***** Given passage
'Transient contractions' in urinary bladder may lead to therapeutic interventions for bladder dysfunction
Researchers at the University of Vermont College of Medicine have made a discovery that helps explain how we know when to empty our bladders and may lead to new therapeutic interventions for bladder dysfunction.
Sensing bladder fullness is seemingly simple. The kidneys send waste and excess water to the bladder, and upon reaching its filling threshold, the bladder tells the central nervous system that it's time to void. However, a team led by Mark T. Nelson, PhD, University Distinguished Professor and Chair of the Department of Pharmacology, found that in addition to filling pressure, the process involves what they call "non-voiding transient contractions (TCs)" of the urinary bladder smooth muscle. The study, "Transient contractions of urinary bladder smooth muscle are drivers of afferent nerve activity during filling," by Thomas J. Heppner et al., appears in the April issue of The Journal of General Physiology.
**********
***** Dataset
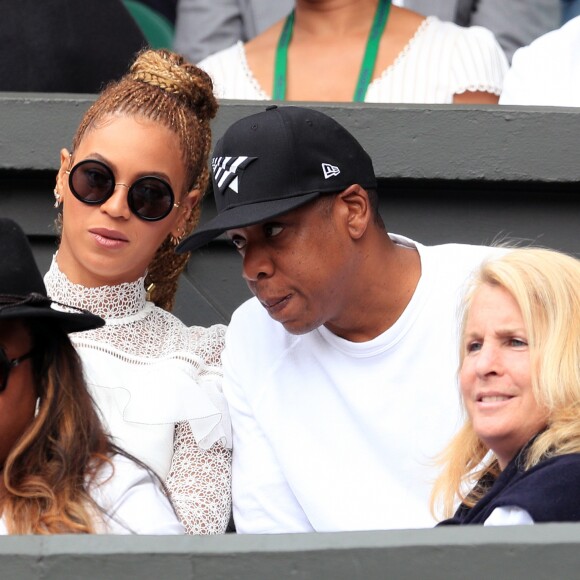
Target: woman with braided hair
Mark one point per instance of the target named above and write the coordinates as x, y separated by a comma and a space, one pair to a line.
129, 190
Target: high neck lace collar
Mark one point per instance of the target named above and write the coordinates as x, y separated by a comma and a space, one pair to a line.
109, 302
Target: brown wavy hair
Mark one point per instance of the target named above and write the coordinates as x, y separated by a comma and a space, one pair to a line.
49, 472
162, 87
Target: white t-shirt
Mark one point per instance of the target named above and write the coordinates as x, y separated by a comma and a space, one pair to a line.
332, 435
547, 72
441, 60
132, 500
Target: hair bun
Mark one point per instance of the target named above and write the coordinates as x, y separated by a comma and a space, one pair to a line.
173, 74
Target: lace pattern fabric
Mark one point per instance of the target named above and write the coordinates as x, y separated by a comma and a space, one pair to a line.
200, 484
148, 372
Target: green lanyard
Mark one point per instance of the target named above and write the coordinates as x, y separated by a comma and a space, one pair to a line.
367, 67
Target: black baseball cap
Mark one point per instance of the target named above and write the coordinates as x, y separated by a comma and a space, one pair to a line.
275, 161
22, 290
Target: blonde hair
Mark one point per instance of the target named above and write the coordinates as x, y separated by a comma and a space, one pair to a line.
546, 286
162, 87
50, 470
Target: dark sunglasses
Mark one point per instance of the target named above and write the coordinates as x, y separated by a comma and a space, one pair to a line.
7, 364
150, 198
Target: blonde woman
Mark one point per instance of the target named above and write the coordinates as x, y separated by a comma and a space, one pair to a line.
517, 458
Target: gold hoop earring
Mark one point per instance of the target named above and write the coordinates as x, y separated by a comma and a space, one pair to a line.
175, 240
57, 198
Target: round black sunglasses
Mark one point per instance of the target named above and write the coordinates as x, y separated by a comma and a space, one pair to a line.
150, 198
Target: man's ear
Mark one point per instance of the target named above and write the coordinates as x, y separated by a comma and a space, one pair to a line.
354, 201
187, 204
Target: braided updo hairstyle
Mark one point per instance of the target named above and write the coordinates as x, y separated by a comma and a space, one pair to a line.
162, 87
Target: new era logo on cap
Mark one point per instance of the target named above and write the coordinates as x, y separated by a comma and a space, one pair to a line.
226, 171
330, 170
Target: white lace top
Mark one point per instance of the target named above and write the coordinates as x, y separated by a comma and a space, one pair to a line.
157, 384
441, 60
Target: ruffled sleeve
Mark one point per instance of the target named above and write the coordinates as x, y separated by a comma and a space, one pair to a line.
200, 483
478, 62
231, 75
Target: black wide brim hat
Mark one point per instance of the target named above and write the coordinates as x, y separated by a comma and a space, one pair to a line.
22, 290
273, 162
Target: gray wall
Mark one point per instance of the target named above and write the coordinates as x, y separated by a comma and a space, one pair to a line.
446, 174
475, 553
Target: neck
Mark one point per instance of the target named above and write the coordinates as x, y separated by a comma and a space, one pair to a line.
385, 285
333, 17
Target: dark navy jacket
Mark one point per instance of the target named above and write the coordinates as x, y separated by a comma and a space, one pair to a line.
549, 492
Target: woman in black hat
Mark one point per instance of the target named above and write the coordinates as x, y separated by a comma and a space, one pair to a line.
129, 189
59, 471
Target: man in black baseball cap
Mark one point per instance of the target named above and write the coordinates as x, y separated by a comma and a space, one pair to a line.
340, 372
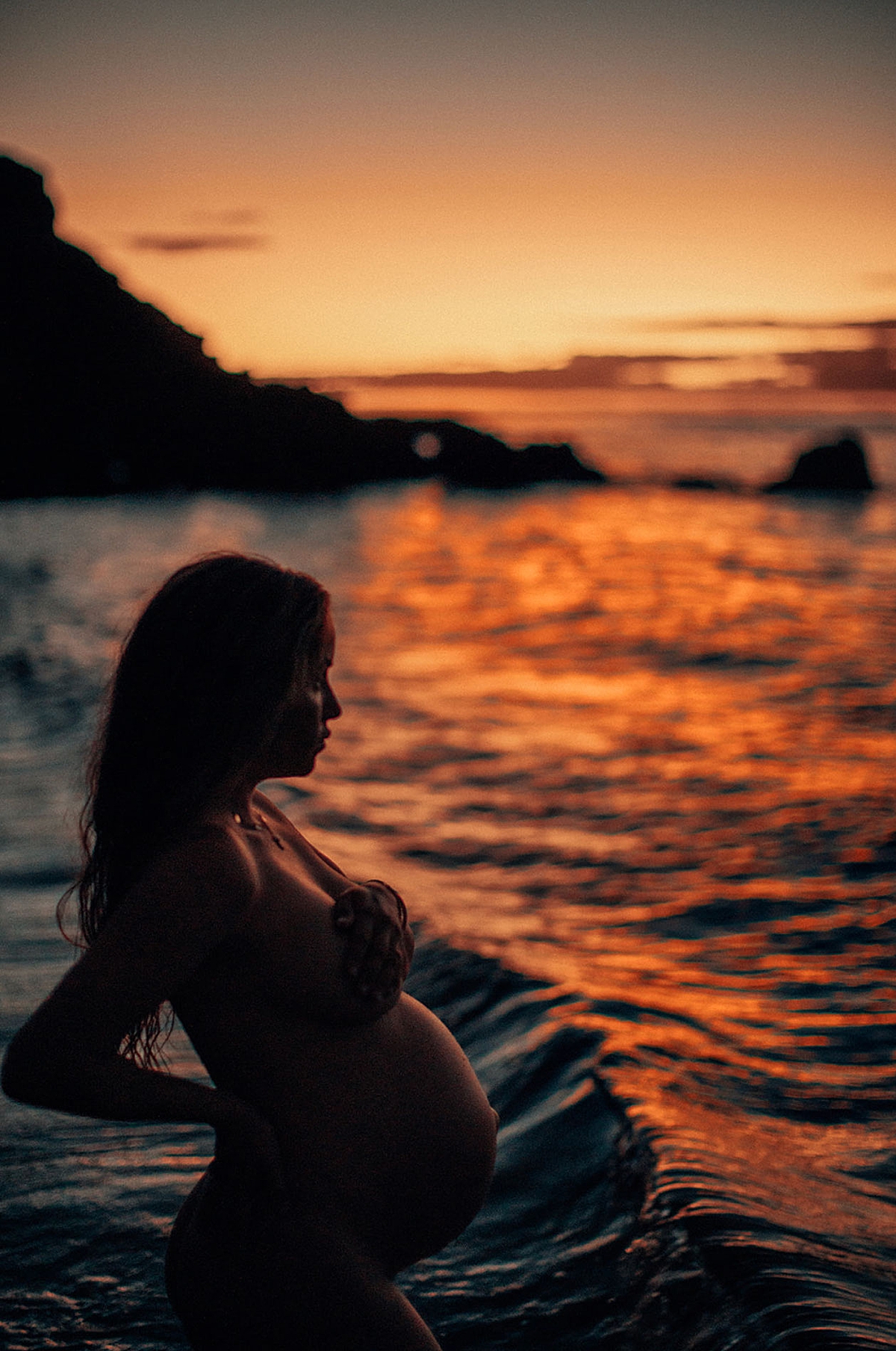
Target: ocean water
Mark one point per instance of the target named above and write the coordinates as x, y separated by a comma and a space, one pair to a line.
640, 434
629, 754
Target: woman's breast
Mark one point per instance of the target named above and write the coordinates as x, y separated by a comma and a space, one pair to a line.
391, 1122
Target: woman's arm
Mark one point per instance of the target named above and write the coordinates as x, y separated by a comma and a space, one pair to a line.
66, 1055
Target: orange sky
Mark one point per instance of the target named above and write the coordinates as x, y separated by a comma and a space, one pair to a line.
391, 187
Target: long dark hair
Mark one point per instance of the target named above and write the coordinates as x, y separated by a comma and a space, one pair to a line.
196, 693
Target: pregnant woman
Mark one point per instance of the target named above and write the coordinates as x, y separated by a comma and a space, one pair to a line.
352, 1137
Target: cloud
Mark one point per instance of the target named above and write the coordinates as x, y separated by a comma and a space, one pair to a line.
195, 243
737, 325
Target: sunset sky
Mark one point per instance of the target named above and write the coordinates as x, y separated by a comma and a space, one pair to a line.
333, 187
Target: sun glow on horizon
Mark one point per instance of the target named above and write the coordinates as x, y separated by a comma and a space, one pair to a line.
484, 190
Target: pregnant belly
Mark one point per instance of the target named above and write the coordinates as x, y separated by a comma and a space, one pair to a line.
402, 1135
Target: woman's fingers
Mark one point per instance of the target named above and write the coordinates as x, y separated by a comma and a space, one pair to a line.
379, 943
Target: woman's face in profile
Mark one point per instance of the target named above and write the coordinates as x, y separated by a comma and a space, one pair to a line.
308, 707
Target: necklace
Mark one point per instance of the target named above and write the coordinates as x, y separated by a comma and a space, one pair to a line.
260, 824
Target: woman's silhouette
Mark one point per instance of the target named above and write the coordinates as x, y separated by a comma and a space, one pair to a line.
352, 1137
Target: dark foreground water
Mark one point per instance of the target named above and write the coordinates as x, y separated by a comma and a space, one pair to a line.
629, 753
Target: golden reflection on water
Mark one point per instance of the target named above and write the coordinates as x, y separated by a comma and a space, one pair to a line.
632, 743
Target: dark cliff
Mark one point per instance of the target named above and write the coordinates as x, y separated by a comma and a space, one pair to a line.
102, 392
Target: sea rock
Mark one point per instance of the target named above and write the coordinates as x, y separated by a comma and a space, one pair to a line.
837, 468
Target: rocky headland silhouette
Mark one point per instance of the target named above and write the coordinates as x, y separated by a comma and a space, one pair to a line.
103, 394
839, 467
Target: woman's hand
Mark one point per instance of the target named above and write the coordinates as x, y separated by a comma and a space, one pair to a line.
380, 945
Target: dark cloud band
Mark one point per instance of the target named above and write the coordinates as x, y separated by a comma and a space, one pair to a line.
195, 243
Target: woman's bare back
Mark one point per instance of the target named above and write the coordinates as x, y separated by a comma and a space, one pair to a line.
385, 1135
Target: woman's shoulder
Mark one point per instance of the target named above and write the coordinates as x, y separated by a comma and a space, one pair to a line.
207, 860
**********
Work instructions =>
• A. Do these statements agree with the article on bladder contractions? For each, answer yes or no and quote the deciding words from the article.
(i) The study appears in the April issue of The Journal of General Physiology.
(ii) The research team was led by Thomas J. Heppner.
(iii) According to the team, filling pressure alone accounts for the sensing of bladder fullness.
• B. Write the next part of the article on bladder contractions, picking up after its final sentence.

Expected responses =>
• A.
(i) Yes: "appears in the April issue of The Journal of General Physiology."
(ii) No: "a team led by Mark T. Nelson, PhD"
(iii) No: "in addition to filling pressure, the process involves what they call "non-voiding transient contractions (TCs)" of the urinary bladder smooth muscle."

• B.
TCs have a central role in sensing pressure and conveying this information to afferent (sensory) nerves, the researchers note. But not only do TCs provide information about when the bladder is full, they alert us when conditions are ripe for the most efficient voiding experience. This, they conclude, means that TCs could represent a novel target for therapeutic intervention in urinary bladder dysfunction. "The presence or absence of these contractions, and how fast the contractions happen, can contribute to bladder under-activity or over-activity—which are both bad," Dr. Nelson said.
Using an ex vivo mouse bladder preparation, Nelson and his colleagues, Drs. Nathan Tykocki, Tom Heppner and David Hill-Eubanks explored the relative contributions of filling pressure and TC-induced pressure transients to sensory nerve stimulation. They observed that, for a given increase in pressure, TCs evoked an approximately 10-fold greater increase in sensory nerve activity than did the same increase in filling pressure. They concluded that TCs are responsible for a predominant share of bladder sensory output at normal bladder pressures.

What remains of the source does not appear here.